DOCUMENT PASSAGE:
=== Section Start ===
Media reports in Spain link the Spanish grand tour to a new starting date of October 24 in the port city of Irun along the Basque Country coast. The race’s planned start in the Netherlands, originally set for late August, will be delayed until 2022.
There’s also talk of trimming a few days off the Vuelta route, running it for 18 days instead of 21, but nothing is confirmed yet. Officials are hoping to confirm the dates for the revised racing calendar — including dates for the women’s WorldTour — by May 15.
“Right now, we cannot say the exact dates of the Giro, or the Vuelta, but the big picture is mapped out,” said Vuelta director Javier Guillén. “The UCI has decided that after the Tour comes the Giro, then the Vuelta. We hope to have everything finalized by May 15.”
Last week, the UCI confirmed new dates for the Tour de France (August 29-September 20), which put cycling’s most important stage race in direct conflict with the Vuelta.
Stakeholders decided the best option was to continue racing until late November, and slotted in the Giro d’Italia after the worlds — the only major event sticking to its original dates — and then the Vuelta beginning in late October. So far, Giro organizers RCS Sport are resisting efforts to reduce the Italian grand tour, and hope to run its race October 3-25 on a course within Italian borders.
=== Section End ===
DATA TO EXAMINE:
=== Section Start ===
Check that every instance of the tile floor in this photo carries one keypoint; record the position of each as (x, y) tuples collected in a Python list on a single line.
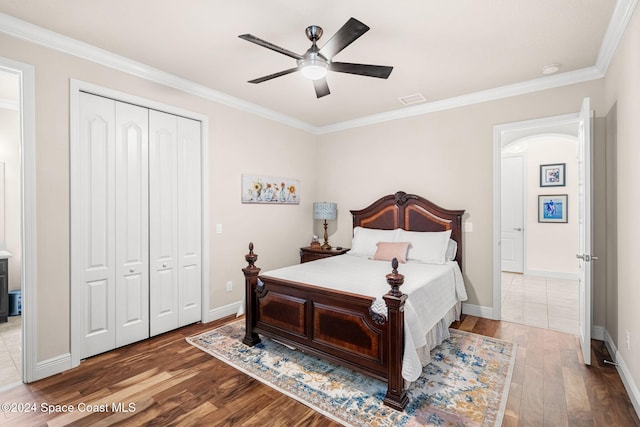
[(536, 301), (541, 301), (10, 352)]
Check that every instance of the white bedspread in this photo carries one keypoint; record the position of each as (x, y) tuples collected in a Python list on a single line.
[(433, 290)]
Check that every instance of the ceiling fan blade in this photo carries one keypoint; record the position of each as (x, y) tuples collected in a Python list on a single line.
[(274, 75), (322, 88), (380, 71), (263, 43), (343, 37)]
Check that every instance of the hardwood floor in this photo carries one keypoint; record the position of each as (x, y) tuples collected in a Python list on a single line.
[(165, 381)]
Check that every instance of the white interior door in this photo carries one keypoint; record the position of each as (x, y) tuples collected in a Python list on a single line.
[(94, 224), (132, 224), (163, 223), (512, 218), (584, 223), (190, 218)]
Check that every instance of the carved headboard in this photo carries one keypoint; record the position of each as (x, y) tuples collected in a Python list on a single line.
[(411, 213)]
=== Section End ===
USING THE INFORMATION:
- A) In the cycling calendar report, by what date do officials hope to confirm the revised racing dates?
- B) List every month the cycling calendar report names.
The data have nothing to do with the cycling calendar report.

SOLUTIONS:
- A) May 15

- B)
- May
- August
- September
- October
- November